**DESCRIPTION OF THE TASK:** Can you rewrite everything from the line containing "[tag] teal front" down to the end of the records, that line included, keeping every line and adding 102 to each coordinate in the answers?

**RECORDS FOR THIS EXERCISE:**

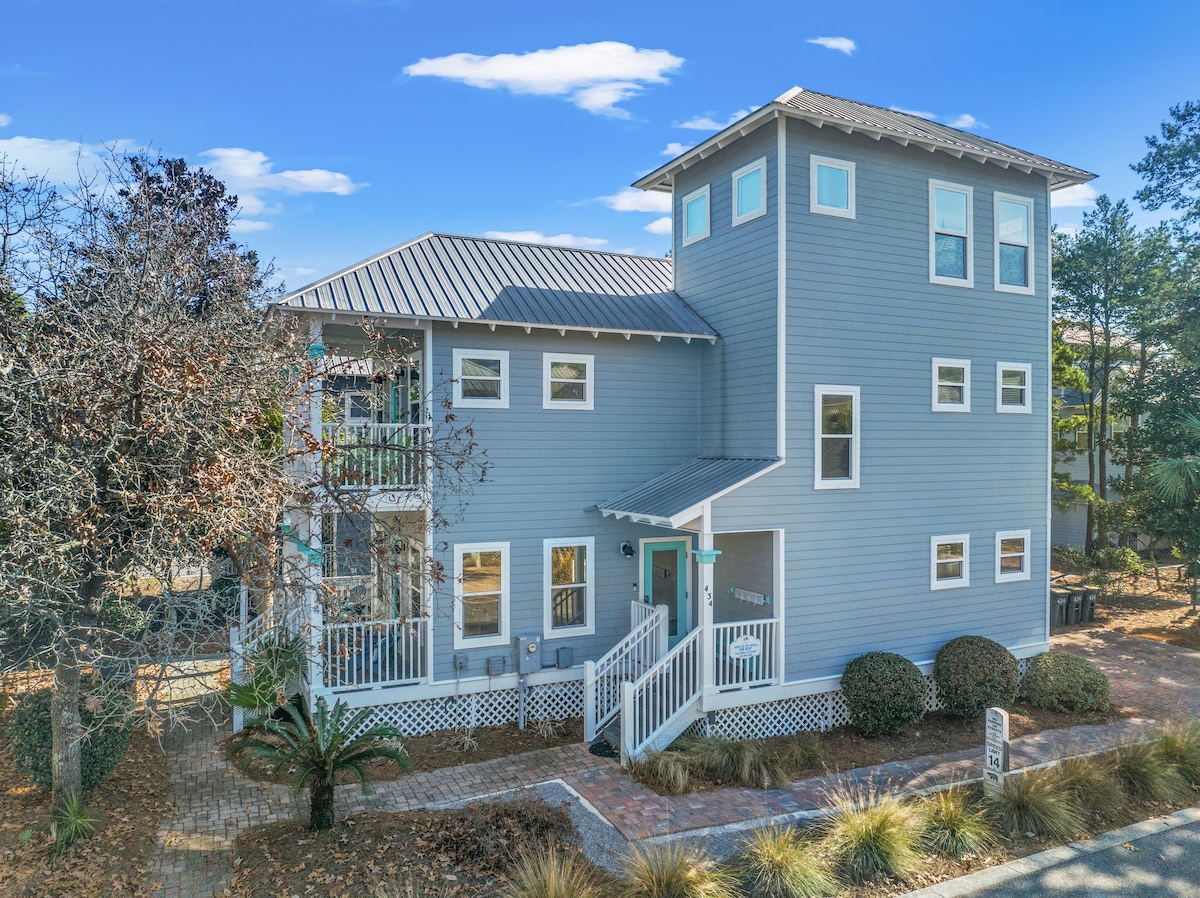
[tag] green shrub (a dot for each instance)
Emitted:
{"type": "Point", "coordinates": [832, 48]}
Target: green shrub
{"type": "Point", "coordinates": [975, 674]}
{"type": "Point", "coordinates": [1065, 682]}
{"type": "Point", "coordinates": [885, 693]}
{"type": "Point", "coordinates": [106, 736]}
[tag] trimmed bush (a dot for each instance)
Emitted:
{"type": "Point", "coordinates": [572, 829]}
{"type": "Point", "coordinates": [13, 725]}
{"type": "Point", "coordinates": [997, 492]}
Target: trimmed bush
{"type": "Point", "coordinates": [106, 737]}
{"type": "Point", "coordinates": [885, 693]}
{"type": "Point", "coordinates": [1065, 682]}
{"type": "Point", "coordinates": [975, 674]}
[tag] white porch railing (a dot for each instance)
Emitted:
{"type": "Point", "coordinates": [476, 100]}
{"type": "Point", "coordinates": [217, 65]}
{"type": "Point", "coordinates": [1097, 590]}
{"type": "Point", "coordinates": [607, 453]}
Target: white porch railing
{"type": "Point", "coordinates": [372, 455]}
{"type": "Point", "coordinates": [372, 653]}
{"type": "Point", "coordinates": [663, 702]}
{"type": "Point", "coordinates": [625, 662]}
{"type": "Point", "coordinates": [735, 672]}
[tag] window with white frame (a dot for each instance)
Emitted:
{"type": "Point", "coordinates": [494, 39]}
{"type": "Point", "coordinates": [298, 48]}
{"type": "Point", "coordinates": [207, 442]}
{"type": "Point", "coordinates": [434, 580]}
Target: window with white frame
{"type": "Point", "coordinates": [570, 587]}
{"type": "Point", "coordinates": [832, 186]}
{"type": "Point", "coordinates": [837, 437]}
{"type": "Point", "coordinates": [481, 594]}
{"type": "Point", "coordinates": [750, 192]}
{"type": "Point", "coordinates": [568, 381]}
{"type": "Point", "coordinates": [952, 384]}
{"type": "Point", "coordinates": [951, 243]}
{"type": "Point", "coordinates": [1013, 390]}
{"type": "Point", "coordinates": [480, 378]}
{"type": "Point", "coordinates": [1012, 556]}
{"type": "Point", "coordinates": [695, 216]}
{"type": "Point", "coordinates": [1014, 244]}
{"type": "Point", "coordinates": [948, 562]}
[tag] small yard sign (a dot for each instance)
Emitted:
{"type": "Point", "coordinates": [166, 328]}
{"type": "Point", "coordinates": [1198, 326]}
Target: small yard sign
{"type": "Point", "coordinates": [995, 750]}
{"type": "Point", "coordinates": [744, 647]}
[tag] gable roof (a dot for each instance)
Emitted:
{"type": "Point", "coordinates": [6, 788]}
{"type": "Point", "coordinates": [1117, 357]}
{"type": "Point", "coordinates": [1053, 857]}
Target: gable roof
{"type": "Point", "coordinates": [466, 279]}
{"type": "Point", "coordinates": [875, 121]}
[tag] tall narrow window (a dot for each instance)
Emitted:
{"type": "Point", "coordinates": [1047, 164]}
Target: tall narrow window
{"type": "Point", "coordinates": [695, 216]}
{"type": "Point", "coordinates": [750, 192]}
{"type": "Point", "coordinates": [832, 186]}
{"type": "Point", "coordinates": [570, 591]}
{"type": "Point", "coordinates": [949, 562]}
{"type": "Point", "coordinates": [1014, 246]}
{"type": "Point", "coordinates": [837, 437]}
{"type": "Point", "coordinates": [951, 247]}
{"type": "Point", "coordinates": [952, 384]}
{"type": "Point", "coordinates": [1013, 393]}
{"type": "Point", "coordinates": [481, 594]}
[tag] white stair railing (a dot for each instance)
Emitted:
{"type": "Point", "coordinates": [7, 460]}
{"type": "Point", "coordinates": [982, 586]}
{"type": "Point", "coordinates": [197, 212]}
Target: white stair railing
{"type": "Point", "coordinates": [663, 702]}
{"type": "Point", "coordinates": [625, 662]}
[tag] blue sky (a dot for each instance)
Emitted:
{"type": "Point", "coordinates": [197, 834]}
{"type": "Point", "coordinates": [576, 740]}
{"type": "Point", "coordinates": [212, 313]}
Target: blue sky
{"type": "Point", "coordinates": [348, 126]}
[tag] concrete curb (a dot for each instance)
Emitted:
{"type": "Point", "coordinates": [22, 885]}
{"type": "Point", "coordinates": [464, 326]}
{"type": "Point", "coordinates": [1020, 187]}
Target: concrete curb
{"type": "Point", "coordinates": [1053, 857]}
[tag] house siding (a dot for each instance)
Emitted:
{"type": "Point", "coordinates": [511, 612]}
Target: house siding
{"type": "Point", "coordinates": [550, 468]}
{"type": "Point", "coordinates": [862, 312]}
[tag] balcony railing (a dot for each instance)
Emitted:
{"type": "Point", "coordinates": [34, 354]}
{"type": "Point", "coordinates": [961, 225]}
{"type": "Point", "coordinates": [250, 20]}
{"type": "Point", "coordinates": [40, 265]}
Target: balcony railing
{"type": "Point", "coordinates": [375, 455]}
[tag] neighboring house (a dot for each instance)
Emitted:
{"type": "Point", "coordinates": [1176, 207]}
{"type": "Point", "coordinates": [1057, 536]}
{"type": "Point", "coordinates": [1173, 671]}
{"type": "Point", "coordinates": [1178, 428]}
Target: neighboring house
{"type": "Point", "coordinates": [821, 429]}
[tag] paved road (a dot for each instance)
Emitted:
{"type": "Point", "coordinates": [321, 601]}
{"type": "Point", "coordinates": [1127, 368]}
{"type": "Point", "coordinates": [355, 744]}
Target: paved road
{"type": "Point", "coordinates": [1143, 861]}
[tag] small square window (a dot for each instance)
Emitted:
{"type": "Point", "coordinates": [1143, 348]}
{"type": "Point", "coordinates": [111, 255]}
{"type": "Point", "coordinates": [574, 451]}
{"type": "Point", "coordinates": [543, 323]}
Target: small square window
{"type": "Point", "coordinates": [1013, 388]}
{"type": "Point", "coordinates": [951, 246]}
{"type": "Point", "coordinates": [1012, 556]}
{"type": "Point", "coordinates": [949, 562]}
{"type": "Point", "coordinates": [568, 381]}
{"type": "Point", "coordinates": [480, 378]}
{"type": "Point", "coordinates": [695, 216]}
{"type": "Point", "coordinates": [952, 384]}
{"type": "Point", "coordinates": [750, 192]}
{"type": "Point", "coordinates": [832, 186]}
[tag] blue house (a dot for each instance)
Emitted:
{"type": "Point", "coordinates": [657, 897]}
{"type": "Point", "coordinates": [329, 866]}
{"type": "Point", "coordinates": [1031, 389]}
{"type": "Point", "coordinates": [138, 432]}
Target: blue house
{"type": "Point", "coordinates": [820, 429]}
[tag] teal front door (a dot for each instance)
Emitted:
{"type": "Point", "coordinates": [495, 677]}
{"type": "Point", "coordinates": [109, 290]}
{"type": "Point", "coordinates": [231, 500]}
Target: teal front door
{"type": "Point", "coordinates": [665, 582]}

**RESULT BELOW:**
[tag] teal front door (a dot for each instance)
Emitted:
{"type": "Point", "coordinates": [495, 677]}
{"type": "Point", "coordinates": [109, 290]}
{"type": "Point", "coordinates": [231, 500]}
Target: teal front door
{"type": "Point", "coordinates": [767, 684]}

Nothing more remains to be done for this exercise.